* Ausgangstext:
'''
Der folgende Verkehrsrechtsfall drehte sich um die Frage, wann ein Nutzungsausfall zu zahlen ist, wenn ein Geschädigter nicht in der Lage ist, den notwendigen Neuwagenkauf eigenständig vorzufinanzieren, und zu diesem Zwecke auch nicht willens ist, zur Entlastung der Gegenseite die eigene Vollkaskoversicherung in Anspruch zu nehmen. Das Landgericht Köln (LG) war daher gefragt. Bei einem unverschuldeten Unfall wurde das Fahrzeug des Klägers beschädigt. Die gegnerische Versicherung regulierte schließlich zwar den Sachschaden – nicht aber den geltend gemachten Nutzungsausfall. Denn die Beklagte war der Meinung, der Geschädigte habe durch die späte Bestellung seines Neuwagens gegen seine Schadensminderungsobliegenheit verstoßen. Zudem habe der Geschädigte den nach dem Unfallereignis angemieteten Ersatzwagen bereits nach kurzer Zeit zurückgegeben, was ihrer Meinung nach nahelegt, dass er einen Ersatz nicht wirklich gebraucht habe. Dagegen ging der Geschädigte vor.
'''
* Zu erledigen:
1. Schreib aus den Einträgen unten jede Zeile heraus, in der das Wort „bridge“ steht.
2. Führ den Text über den Verkehrsrechtsfall oben weiter und knüpf dabei direkt an seinen letzten Satz an.

* Erfasste Einträge:
'''
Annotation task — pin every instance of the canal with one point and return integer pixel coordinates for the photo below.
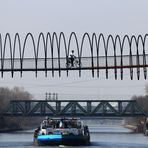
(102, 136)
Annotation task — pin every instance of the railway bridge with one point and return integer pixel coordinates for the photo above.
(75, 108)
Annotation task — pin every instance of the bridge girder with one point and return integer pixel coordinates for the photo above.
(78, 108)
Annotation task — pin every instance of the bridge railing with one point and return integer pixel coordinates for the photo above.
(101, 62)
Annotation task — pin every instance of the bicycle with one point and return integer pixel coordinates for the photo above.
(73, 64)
'''
'''
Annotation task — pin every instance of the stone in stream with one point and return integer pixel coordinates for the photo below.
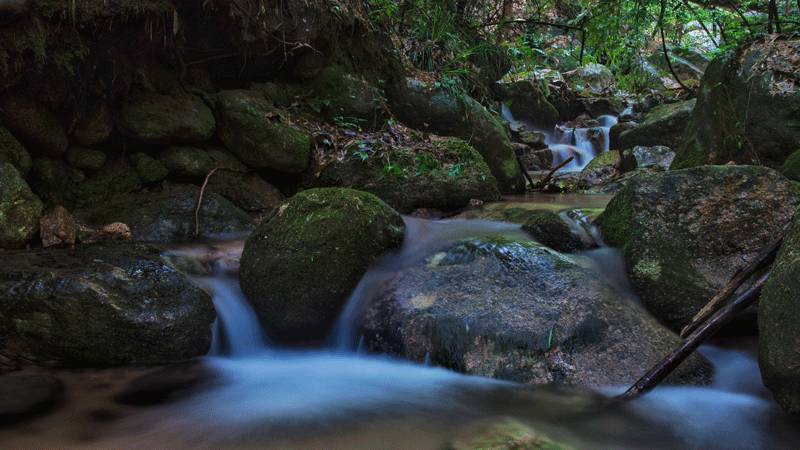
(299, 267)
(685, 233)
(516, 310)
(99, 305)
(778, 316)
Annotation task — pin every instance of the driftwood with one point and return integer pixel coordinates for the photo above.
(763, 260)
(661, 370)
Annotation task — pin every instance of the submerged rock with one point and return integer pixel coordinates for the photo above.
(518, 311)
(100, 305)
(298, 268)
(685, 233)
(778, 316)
'''
* Lösungen:
1.
Annotation task — pin every instance of the railway bridge with one point and return integer pixel coordinates for the photo above.
Annotation task — pin every instance of the bridge girder with one point and return integer pixel coordinates for the photo above.
Annotation task — pin every instance of the bridge railing with one point and return integer pixel coordinates for the photo above.

2.
Das LG hat entschieden, dass ein Nutzungsausfall für 275 Tage in Höhe von 38 EUR pro Tag zu zahlen ist, und brachte dabei lediglich 21 Tage in Abzug. Der Geschädigte darf die Ersatzbeschaffung von der Entschädigungsleistung des Schädigers bzw. dessen Versicherer abhängig machen, wenn er selbst dazu finanziell nicht in der Lage ist und die gegnerische Seite zuvor rechtzeitig auf die fehlende Möglichkeit zur Vorfinanzierung hingewiesen hat. Dies gilt grundsätzlich auch, wenn der Geschädigte vollkaskoversichert ist.
In Fällen der vollen Haftung des Unfallgegners besteht weder die Pflicht noch die Obliegenheit, zur Entlastung des Schädigers die eigene Vollkaskoversicherung einzusetzen. Ebenso wenig ist man verpflichtet, den Schaden zunächst aus eigenen Mitteln zu beseitigen oder zur Vermeidung von Folgeschäden einen Kredit aufzunehmen.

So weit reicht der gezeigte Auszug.